ELLE. – Quels sont les impacts de ces spécificités sur la vie professionnelle et personnelle d’une personne ?

S.F. – Pour ma part je vivais dans une grande solitude. Je n’avais pas d’amis. J’ai évidemment développé des relations, mais pas de véritables liens d’amitié. Les gens autour de moi voyaient que j’étais différente, mais ils ne me le disaient pas. Ils me prenaient pour une personne arrogante, qui en fait toujours trop. J’avais donc beaucoup de mal avec le travail en équipe par exemple. Lorsqu’une personne autiste ne prend pas conscience de sa particularité, elle peut très rapidement s’enfermer dans ses convictions et devenir méchante. Il a été prouvé qu’un autisme mal accompagné, peut amener la personne à devenir bipolaire, paranoïaque ou schizophrène.

ELLE. – Quel rapport les personnes autistes ont-elles à leur corps ?

▶ ENREGISTREMENTS PRÉSENTÉS:

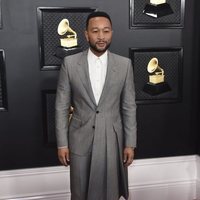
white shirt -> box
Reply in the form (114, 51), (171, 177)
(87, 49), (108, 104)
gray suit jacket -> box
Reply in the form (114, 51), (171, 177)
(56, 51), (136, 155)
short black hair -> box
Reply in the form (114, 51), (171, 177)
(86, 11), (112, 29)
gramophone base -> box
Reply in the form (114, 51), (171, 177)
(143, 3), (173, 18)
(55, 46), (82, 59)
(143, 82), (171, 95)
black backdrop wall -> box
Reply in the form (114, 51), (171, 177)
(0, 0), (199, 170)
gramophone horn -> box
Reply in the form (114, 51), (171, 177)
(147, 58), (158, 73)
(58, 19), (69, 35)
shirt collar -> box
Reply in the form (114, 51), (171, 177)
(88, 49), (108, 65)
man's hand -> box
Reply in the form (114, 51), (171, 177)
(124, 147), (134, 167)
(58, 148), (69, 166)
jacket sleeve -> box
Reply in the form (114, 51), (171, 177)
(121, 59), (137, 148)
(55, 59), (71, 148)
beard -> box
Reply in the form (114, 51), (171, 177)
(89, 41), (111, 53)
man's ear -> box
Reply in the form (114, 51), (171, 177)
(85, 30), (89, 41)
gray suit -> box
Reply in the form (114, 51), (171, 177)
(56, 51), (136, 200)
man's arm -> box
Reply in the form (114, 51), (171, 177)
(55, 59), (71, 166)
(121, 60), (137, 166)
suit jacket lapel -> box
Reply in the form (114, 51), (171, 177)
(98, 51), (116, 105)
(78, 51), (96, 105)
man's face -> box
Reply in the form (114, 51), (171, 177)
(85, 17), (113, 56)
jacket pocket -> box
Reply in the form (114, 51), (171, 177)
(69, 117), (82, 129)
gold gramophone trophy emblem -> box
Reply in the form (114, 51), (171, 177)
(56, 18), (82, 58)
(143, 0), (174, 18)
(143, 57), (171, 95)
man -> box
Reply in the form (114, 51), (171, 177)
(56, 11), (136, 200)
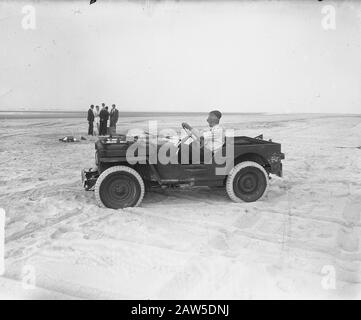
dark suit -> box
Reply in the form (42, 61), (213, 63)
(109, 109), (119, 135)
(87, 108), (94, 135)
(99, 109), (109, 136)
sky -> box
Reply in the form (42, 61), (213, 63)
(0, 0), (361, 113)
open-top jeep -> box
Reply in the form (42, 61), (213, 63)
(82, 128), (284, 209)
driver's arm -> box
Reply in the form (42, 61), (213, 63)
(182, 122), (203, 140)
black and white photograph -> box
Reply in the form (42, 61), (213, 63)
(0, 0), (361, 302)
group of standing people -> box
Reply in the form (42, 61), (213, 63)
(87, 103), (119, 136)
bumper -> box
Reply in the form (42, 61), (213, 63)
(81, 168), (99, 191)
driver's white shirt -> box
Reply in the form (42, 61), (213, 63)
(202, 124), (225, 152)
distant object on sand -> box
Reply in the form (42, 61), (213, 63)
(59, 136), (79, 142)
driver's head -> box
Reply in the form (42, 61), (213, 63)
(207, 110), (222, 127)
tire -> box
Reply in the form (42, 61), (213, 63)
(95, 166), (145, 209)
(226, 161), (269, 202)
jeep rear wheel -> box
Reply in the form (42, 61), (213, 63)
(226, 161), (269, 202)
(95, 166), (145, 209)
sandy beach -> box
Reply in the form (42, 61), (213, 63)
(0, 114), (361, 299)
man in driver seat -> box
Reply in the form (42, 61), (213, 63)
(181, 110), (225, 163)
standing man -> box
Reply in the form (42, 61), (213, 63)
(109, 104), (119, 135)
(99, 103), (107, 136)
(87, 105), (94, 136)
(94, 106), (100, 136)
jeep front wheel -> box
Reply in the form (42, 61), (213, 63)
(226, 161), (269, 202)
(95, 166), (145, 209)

...

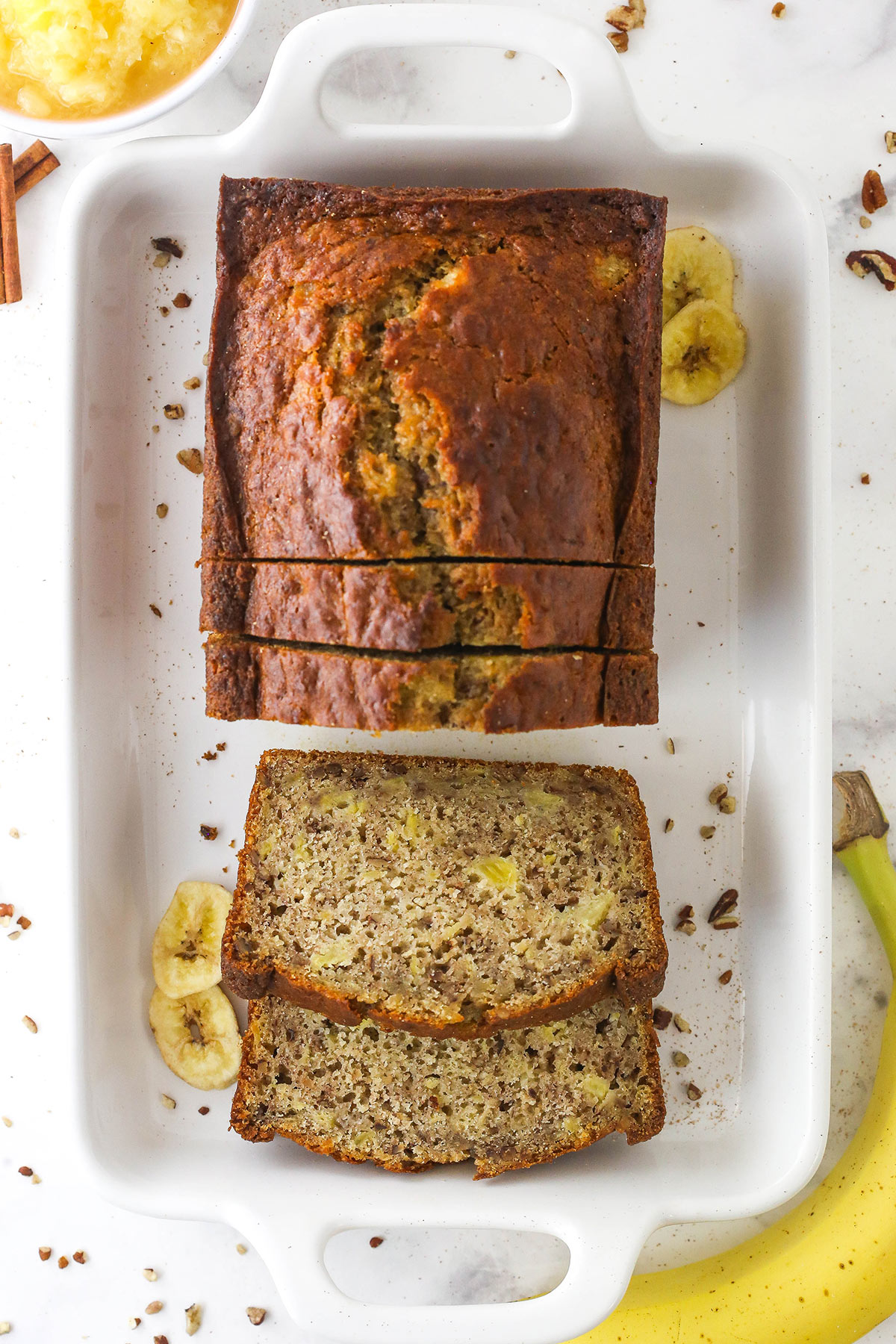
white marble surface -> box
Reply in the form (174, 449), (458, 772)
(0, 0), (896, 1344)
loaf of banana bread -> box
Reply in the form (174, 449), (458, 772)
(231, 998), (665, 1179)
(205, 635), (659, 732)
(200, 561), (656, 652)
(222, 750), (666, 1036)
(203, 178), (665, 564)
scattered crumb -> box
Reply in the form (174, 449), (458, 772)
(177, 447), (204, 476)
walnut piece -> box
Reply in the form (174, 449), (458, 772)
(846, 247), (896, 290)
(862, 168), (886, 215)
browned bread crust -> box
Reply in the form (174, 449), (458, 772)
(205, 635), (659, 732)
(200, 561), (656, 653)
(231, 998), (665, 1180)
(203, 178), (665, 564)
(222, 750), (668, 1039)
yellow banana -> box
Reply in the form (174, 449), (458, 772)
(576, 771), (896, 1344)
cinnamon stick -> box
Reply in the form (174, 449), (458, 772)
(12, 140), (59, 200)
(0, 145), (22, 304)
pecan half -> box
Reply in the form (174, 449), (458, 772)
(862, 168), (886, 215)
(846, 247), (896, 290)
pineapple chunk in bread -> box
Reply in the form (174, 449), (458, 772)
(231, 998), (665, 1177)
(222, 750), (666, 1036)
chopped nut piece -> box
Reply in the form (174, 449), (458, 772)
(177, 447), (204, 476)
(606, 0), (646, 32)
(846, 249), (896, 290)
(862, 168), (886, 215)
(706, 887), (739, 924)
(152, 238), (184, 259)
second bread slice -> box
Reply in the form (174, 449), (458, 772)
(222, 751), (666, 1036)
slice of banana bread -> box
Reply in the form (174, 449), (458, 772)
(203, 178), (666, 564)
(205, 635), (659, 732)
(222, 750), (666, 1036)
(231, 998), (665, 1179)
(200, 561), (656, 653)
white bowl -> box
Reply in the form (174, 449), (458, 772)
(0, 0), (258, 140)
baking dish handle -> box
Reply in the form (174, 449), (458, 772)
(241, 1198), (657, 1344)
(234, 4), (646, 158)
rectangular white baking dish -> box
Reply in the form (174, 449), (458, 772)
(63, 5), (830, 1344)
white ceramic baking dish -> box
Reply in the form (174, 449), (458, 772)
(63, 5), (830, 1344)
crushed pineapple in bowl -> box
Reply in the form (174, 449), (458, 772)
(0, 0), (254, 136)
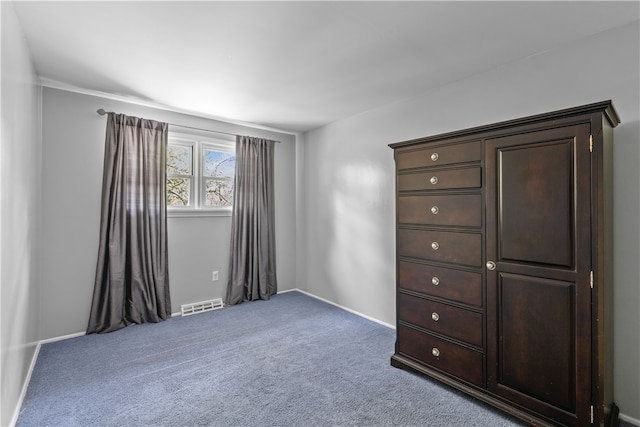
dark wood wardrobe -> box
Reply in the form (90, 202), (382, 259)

* * *

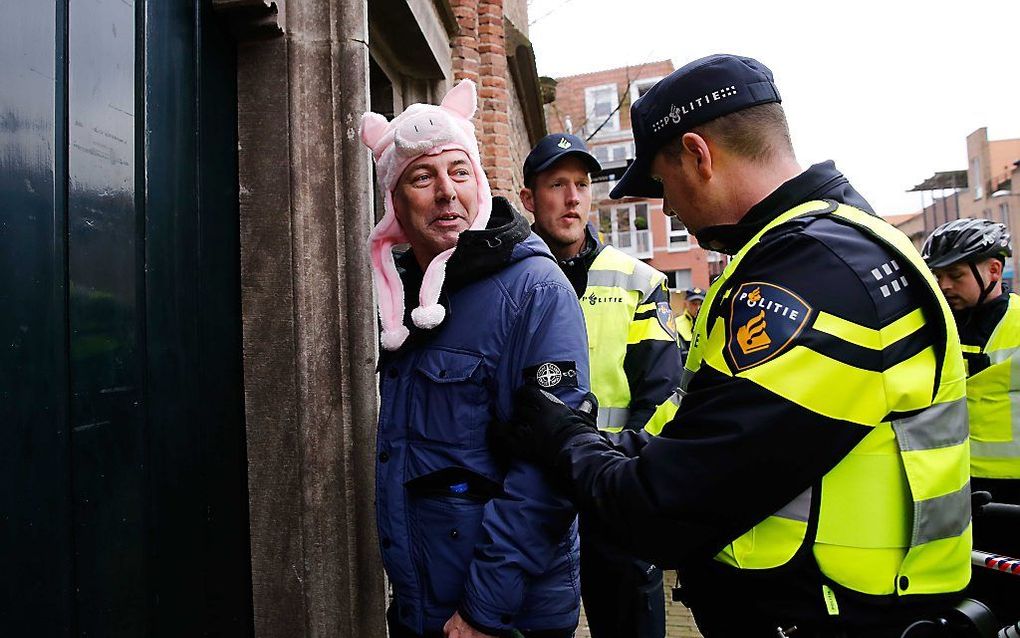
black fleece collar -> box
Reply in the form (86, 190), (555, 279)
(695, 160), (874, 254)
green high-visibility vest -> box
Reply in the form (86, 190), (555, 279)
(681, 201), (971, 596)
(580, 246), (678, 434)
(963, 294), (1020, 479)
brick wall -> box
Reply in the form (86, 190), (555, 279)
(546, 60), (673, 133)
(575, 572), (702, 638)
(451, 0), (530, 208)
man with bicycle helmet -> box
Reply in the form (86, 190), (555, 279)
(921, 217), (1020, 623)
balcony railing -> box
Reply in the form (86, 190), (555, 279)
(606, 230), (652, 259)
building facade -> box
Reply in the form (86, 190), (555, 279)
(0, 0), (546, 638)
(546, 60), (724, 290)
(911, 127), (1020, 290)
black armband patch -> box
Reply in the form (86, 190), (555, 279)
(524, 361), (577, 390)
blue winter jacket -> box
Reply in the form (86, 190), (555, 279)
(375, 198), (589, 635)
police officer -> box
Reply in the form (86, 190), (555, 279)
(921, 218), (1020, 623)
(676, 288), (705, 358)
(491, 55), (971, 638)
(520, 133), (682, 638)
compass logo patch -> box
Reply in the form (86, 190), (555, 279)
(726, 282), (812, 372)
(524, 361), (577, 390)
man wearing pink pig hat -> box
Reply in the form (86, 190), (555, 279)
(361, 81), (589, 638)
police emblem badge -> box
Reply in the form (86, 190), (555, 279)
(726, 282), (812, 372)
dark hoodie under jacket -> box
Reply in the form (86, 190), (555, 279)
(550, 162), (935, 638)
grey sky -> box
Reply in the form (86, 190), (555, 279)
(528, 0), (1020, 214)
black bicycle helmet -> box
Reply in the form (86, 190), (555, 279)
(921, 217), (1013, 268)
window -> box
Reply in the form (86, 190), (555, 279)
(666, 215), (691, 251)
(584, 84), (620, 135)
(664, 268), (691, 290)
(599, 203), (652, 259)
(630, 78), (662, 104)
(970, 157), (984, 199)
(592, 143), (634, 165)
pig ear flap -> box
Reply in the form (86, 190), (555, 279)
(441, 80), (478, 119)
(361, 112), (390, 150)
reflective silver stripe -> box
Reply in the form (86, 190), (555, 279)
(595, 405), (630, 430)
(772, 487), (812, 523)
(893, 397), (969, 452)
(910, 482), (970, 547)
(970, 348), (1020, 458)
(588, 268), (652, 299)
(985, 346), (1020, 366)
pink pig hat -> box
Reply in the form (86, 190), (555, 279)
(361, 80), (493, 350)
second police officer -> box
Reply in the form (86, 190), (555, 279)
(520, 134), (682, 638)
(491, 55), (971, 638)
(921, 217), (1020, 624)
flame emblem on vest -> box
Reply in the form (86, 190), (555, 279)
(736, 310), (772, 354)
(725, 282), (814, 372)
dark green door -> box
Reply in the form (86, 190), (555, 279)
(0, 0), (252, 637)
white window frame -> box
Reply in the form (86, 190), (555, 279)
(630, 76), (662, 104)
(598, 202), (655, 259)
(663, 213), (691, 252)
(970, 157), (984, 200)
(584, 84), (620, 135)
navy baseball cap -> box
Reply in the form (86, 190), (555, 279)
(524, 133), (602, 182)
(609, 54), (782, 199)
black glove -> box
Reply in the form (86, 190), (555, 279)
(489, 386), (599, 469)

▶ CONSIGNE A:
Recopiez tout le passage de l'entretien ci-dessus, depuis « S.F. – Pour » jusqu'à « paranoïaque ou schizophrène. ».
▶ CONSIGNE B:
D'après l'entretien ci-dessus, que peut devenir une personne dont l'autisme est mal accompagné ? Donnez tous les termes cités.
▶ CONSIGNE C:
Ces affirmations sont-elles conformes à l'entretien ci-dessus ? Répondez par oui ou par non, en citant chaque fois les mots décisifs du texte.
(i) S.F. avait de nombreux amis proches.
(ii) Les gens autour de S.F. la prenaient pour une personne arrogante.
(iii) S.F. n'avait aucune difficulté à travailler en équipe.

▶ RÉPONSE A:
S.F. – Pour ma part je vivais dans une grande solitude. Je n’avais pas d’amis. J’ai évidemment développé des relations, mais pas de véritables liens d’amitié. Les gens autour de moi voyaient que j’étais différente, mais ils ne me le disaient pas. Ils me prenaient pour une personne arrogante, qui en fait toujours trop. J’avais donc beaucoup de mal avec le travail en équipe par exemple. Lorsqu’une personne autiste ne prend pas conscience de sa particularité, elle peut très rapidement s’enfermer dans ses convictions et devenir méchante. Il a été prouvé qu’un autisme mal accompagné, peut amener la personne à devenir bipolaire, paranoïaque ou schizophrène.

▶ RÉPONSE B:
Bipolaire, paranoïaque, schizophrène.

▶ RÉPONSE C:
(i) Non : « Je n’avais pas d’amis. »
(ii) Oui : « Ils me prenaient pour une personne arrogante, qui en fait toujours trop. »
(iii) Non : « J’avais donc beaucoup de mal avec le travail en équipe par exemple. »